INSTRUCCIÓN DADA A — Reescribe el tramo del relato que va de "Se acordó de" a "la libertad suprema.", cambiando "sotana" por "túnica".

SECCIÓN DEL DOCUMENTO —
((
Muchas cosas pasaron a partir de esos acontecimientos. Sus ojos brillaban al recordar aquel día. Fue su momento estelar, ese instante perfecto cuando la gloria coincidió con su arrojo y con la misión que su padre había sembrado en su corazón. Honor a su escudo.
Se acordó de un miembro de la Junta Patriótica que le dijo: —Nuestra libertad está ya escrita y firmada, resta ahora sostenerla. Hemos hecho lo más fácil, pero lo que falta...
Aquí, le interrumpió con vehemencia, y enrollándose la sotana hasta la cintura, y dijo: Para lo que falta, hay pantalones debajo de estos hábitos. Por mi parte, sabré sostener afuera lo que he firmado aquí
Y perdiendo su mirada , ya con su respiración más entrecortada, recordó que unas tardes antes de la llegada del Libertador a Mérida estaba en la puerta de su casa, convertida ahora en taller de fundición. Volvió a sentir el calor de las fraguas improvisadas y el tañer de las campanas martilladas, que fueron fundidas en cañones y balas por la causa noble de la libertad suprema.
))
INFORMACIÓN SUMINISTRADA —
((
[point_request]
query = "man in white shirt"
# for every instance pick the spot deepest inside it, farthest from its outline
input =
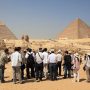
(45, 62)
(52, 65)
(16, 60)
(59, 62)
(39, 65)
(30, 63)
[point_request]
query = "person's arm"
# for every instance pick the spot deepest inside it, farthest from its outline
(26, 56)
(20, 58)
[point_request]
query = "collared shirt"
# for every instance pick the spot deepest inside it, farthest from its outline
(59, 57)
(3, 58)
(87, 62)
(52, 58)
(39, 57)
(16, 59)
(45, 57)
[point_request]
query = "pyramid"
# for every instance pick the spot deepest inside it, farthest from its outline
(78, 29)
(5, 33)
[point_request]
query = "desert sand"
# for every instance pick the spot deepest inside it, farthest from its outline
(61, 84)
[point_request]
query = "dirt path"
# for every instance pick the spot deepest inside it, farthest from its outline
(61, 84)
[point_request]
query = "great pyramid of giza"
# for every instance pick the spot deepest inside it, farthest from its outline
(78, 29)
(5, 33)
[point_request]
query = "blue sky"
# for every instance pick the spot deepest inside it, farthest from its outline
(42, 18)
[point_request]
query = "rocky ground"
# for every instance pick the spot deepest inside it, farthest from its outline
(61, 84)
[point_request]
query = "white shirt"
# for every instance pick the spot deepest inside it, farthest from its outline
(59, 57)
(39, 57)
(52, 58)
(16, 59)
(45, 57)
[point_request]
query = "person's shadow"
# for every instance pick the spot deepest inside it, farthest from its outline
(83, 79)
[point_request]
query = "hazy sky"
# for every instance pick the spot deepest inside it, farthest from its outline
(42, 18)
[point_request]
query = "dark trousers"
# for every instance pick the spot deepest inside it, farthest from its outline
(59, 67)
(39, 71)
(16, 73)
(22, 70)
(67, 70)
(2, 73)
(28, 67)
(53, 71)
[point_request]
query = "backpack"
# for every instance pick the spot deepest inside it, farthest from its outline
(30, 59)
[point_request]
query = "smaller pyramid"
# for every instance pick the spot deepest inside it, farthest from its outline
(78, 29)
(5, 33)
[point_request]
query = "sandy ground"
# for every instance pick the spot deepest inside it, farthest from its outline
(61, 84)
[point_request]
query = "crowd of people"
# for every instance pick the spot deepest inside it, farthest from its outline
(27, 64)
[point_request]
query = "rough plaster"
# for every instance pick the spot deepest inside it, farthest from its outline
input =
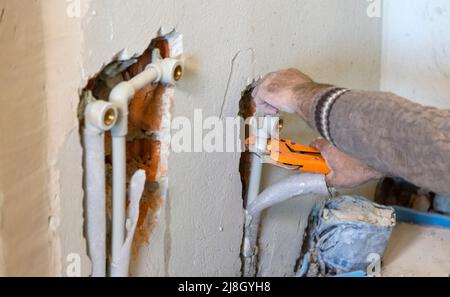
(201, 224)
(40, 155)
(416, 46)
(226, 42)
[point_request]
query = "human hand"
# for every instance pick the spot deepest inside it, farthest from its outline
(287, 90)
(346, 172)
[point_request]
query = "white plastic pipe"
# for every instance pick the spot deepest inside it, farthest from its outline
(99, 117)
(297, 185)
(262, 132)
(120, 266)
(166, 71)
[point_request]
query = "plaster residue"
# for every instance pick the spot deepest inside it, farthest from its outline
(147, 145)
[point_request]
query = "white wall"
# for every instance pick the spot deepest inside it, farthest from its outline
(416, 50)
(227, 42)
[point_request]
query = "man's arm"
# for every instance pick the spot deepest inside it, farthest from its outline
(380, 131)
(392, 135)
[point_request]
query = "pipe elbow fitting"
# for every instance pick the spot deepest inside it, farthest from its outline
(120, 96)
(100, 116)
(170, 70)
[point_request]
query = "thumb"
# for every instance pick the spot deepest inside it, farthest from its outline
(321, 144)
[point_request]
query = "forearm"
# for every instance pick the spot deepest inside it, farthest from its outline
(391, 135)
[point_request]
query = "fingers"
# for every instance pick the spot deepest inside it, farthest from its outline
(321, 144)
(259, 96)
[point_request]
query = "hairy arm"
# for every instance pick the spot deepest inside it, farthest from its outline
(392, 135)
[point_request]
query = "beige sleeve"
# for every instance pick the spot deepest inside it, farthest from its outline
(394, 136)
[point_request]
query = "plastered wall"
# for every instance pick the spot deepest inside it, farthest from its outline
(40, 151)
(416, 47)
(225, 43)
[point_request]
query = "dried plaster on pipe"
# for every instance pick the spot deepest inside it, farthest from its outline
(148, 141)
(297, 185)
))
INSTRUCCIÓN DADA B — Lista todas las líneas del listado que contengan la cadena "pyramid", respetando mayúsculas y minúsculas.

RESPUESTA A —
Se acordó de un miembro de la Junta Patriótica que le dijo: —Nuestra libertad está ya escrita y firmada, resta ahora sostenerla. Hemos hecho lo más fácil, pero lo que falta...
Aquí, le interrumpió con vehemencia, y enrollándose la túnica hasta la cintura, y dijo: Para lo que falta, hay pantalones debajo de estos hábitos. Por mi parte, sabré sostener afuera lo que he firmado aquí
Y perdiendo su mirada , ya con su respiración más entrecortada, recordó que unas tardes antes de la llegada del Libertador a Mérida estaba en la puerta de su casa, convertida ahora en taller de fundición. Volvió a sentir el calor de las fraguas improvisadas y el tañer de las campanas martilladas, que fueron fundidas en cañones y balas por la causa noble de la libertad suprema.

RESPUESTA B —
query = "pyramid"
query = "great pyramid of giza"
query = "smaller pyramid"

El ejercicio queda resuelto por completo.